- Supplied data:
•••
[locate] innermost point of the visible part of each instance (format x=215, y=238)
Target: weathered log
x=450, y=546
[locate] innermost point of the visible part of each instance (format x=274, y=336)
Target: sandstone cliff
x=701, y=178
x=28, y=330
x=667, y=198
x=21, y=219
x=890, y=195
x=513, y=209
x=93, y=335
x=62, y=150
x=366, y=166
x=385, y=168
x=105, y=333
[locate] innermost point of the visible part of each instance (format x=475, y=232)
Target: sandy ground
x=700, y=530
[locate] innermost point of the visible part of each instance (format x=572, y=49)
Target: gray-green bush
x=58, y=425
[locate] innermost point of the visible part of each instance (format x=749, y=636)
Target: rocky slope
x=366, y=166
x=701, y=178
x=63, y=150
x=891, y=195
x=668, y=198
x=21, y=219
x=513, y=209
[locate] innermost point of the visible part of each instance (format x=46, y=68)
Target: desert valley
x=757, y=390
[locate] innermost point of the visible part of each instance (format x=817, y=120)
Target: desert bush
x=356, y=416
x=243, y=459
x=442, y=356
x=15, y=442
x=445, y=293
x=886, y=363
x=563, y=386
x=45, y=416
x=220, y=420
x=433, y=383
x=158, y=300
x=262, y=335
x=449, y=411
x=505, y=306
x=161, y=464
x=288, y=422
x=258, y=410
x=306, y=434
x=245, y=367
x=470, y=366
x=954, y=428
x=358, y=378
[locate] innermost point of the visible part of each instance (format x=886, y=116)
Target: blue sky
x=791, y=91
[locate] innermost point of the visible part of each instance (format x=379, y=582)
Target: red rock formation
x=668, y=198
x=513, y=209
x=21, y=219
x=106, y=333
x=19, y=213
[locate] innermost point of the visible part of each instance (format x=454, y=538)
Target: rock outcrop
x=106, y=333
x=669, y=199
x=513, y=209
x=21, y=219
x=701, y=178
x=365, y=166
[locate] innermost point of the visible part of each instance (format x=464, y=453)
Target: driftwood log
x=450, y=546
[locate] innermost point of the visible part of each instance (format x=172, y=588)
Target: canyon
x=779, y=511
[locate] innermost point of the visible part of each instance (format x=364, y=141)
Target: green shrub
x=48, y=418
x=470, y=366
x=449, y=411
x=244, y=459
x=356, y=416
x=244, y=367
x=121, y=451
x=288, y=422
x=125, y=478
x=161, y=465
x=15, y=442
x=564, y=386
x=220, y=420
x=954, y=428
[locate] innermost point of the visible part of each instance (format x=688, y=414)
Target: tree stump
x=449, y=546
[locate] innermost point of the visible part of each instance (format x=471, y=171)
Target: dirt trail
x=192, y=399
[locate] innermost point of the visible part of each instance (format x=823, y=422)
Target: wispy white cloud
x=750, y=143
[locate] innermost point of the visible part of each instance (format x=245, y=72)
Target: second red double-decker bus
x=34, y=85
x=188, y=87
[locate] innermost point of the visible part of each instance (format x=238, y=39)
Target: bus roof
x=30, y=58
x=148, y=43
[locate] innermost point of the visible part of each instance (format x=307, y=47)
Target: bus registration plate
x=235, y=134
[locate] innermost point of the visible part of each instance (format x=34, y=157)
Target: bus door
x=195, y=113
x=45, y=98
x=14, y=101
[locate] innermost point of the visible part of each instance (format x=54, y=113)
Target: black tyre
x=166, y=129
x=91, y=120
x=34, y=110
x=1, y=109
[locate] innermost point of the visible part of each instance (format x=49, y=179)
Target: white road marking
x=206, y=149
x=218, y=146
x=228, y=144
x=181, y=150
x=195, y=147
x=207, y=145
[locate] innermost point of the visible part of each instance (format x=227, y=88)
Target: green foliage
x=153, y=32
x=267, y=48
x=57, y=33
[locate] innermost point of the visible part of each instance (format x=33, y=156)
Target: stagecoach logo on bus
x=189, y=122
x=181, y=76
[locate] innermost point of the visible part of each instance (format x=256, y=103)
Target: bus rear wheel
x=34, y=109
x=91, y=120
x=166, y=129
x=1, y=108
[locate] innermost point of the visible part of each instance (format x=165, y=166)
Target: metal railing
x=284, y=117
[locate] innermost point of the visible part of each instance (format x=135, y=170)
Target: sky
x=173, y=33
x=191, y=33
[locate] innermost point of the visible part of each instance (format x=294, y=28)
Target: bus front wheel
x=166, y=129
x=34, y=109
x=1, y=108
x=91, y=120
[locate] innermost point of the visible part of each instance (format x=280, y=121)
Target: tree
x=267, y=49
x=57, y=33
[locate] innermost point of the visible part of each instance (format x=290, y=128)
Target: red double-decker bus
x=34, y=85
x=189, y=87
•••
- Required action: Write the records out once more, exactly as shown.

- Written response:
[locate] innermost point of the visible part of each instance (format x=215, y=238)
Target: weathered log
x=450, y=546
[locate] innermost point of the visible part of each instance (format x=274, y=336)
Target: sandstone cliff
x=701, y=178
x=28, y=330
x=667, y=198
x=21, y=219
x=890, y=195
x=513, y=209
x=93, y=335
x=62, y=150
x=366, y=166
x=385, y=168
x=105, y=333
[locate] innermost point of the visible part of each instance (format x=475, y=232)
Target: sandy ground
x=700, y=530
[locate] innermost point of the visible part of each instance (format x=572, y=49)
Target: gray-green bush
x=58, y=425
[locate] innermost point of the visible part of each instance (format x=749, y=636)
Target: rocky slope
x=366, y=166
x=701, y=178
x=63, y=150
x=891, y=195
x=668, y=198
x=21, y=219
x=513, y=209
[locate] innermost point of the visible part of each instance (format x=46, y=68)
Target: desert valley
x=757, y=390
[locate] innermost point of the visible part of each instance (format x=817, y=120)
Target: desert bush
x=356, y=416
x=243, y=459
x=442, y=356
x=15, y=442
x=445, y=293
x=886, y=363
x=563, y=386
x=45, y=416
x=220, y=420
x=433, y=383
x=158, y=300
x=262, y=335
x=449, y=411
x=505, y=306
x=161, y=464
x=288, y=422
x=258, y=410
x=306, y=434
x=245, y=367
x=470, y=366
x=954, y=428
x=358, y=378
[locate] innermost point of the visible part of each instance (format x=886, y=116)
Target: blue sky
x=791, y=91
[locate] innermost point of the visible part of each instance (format x=379, y=582)
Target: red rock formation
x=668, y=198
x=513, y=209
x=21, y=219
x=106, y=333
x=19, y=213
[locate] innermost point of the visible part of each instance (format x=454, y=538)
Target: rock outcrop
x=106, y=333
x=669, y=199
x=513, y=209
x=21, y=219
x=701, y=178
x=365, y=166
[locate] innermost point of the visible part of each instance (format x=464, y=453)
Target: driftwood log
x=450, y=546
[locate] innermost point of the visible part of each instance (format x=172, y=588)
Target: canyon
x=779, y=511
[locate] innermost point of the visible part of each instance (format x=364, y=141)
Target: green shrub
x=48, y=418
x=470, y=366
x=449, y=411
x=244, y=459
x=356, y=416
x=244, y=367
x=121, y=451
x=288, y=422
x=125, y=478
x=161, y=465
x=15, y=442
x=564, y=386
x=220, y=420
x=954, y=428
[locate] innermost point of the visible part of each instance (format x=688, y=414)
Target: tree stump
x=449, y=546
[locate] innermost point of the visible part of each instance (format x=471, y=171)
Target: dirt trail
x=192, y=399
[locate] innermost point of the visible part of each instance (format x=823, y=422)
Target: wispy white cloud
x=750, y=143
[locate] innermost point of the visible part of each instance (format x=245, y=72)
Target: second red double-decker bus
x=34, y=85
x=188, y=87
[locate] innermost point of the visible part of each instance (format x=238, y=39)
Target: bus roof
x=30, y=58
x=148, y=43
[locate] innermost point of the visible part of each instance (format x=307, y=47)
Target: bus registration plate
x=235, y=134
[locate] innermost point of the visible part of each instance (format x=34, y=157)
Target: bus door
x=195, y=113
x=45, y=98
x=14, y=101
[locate] innermost point of the visible part of each instance (format x=54, y=113)
Target: black tyre
x=166, y=129
x=91, y=120
x=34, y=110
x=1, y=109
[locate] innermost point of the visible part of each instance (format x=49, y=179)
Target: white road marking
x=206, y=149
x=218, y=146
x=228, y=144
x=181, y=150
x=195, y=147
x=207, y=145
[locate] innermost point of the visible part of each instance (format x=227, y=88)
Target: green foliage
x=153, y=32
x=267, y=48
x=57, y=33
[locate] innermost point of the visible part of each instance (format x=33, y=156)
Target: stagecoach logo on bus
x=189, y=122
x=181, y=76
[locate] innermost point of the visible part of each instance (format x=256, y=103)
Target: bus rear wheel
x=34, y=109
x=91, y=120
x=166, y=129
x=1, y=108
[locate] innermost point of the visible part of each instance (format x=165, y=166)
Target: metal railing
x=284, y=117
[locate] innermost point of the visible part of each instance (format x=135, y=170)
Target: sky
x=173, y=33
x=191, y=33
[locate] innermost point of the visible part of each instance (format x=294, y=28)
Target: bus front wheel
x=166, y=129
x=34, y=109
x=1, y=108
x=91, y=120
[locate] innermost point of the visible part of each instance (format x=280, y=121)
Target: tree
x=267, y=49
x=57, y=33
[locate] innermost point of the visible part of each instance (format x=290, y=128)
Target: red double-decker bus
x=34, y=85
x=189, y=87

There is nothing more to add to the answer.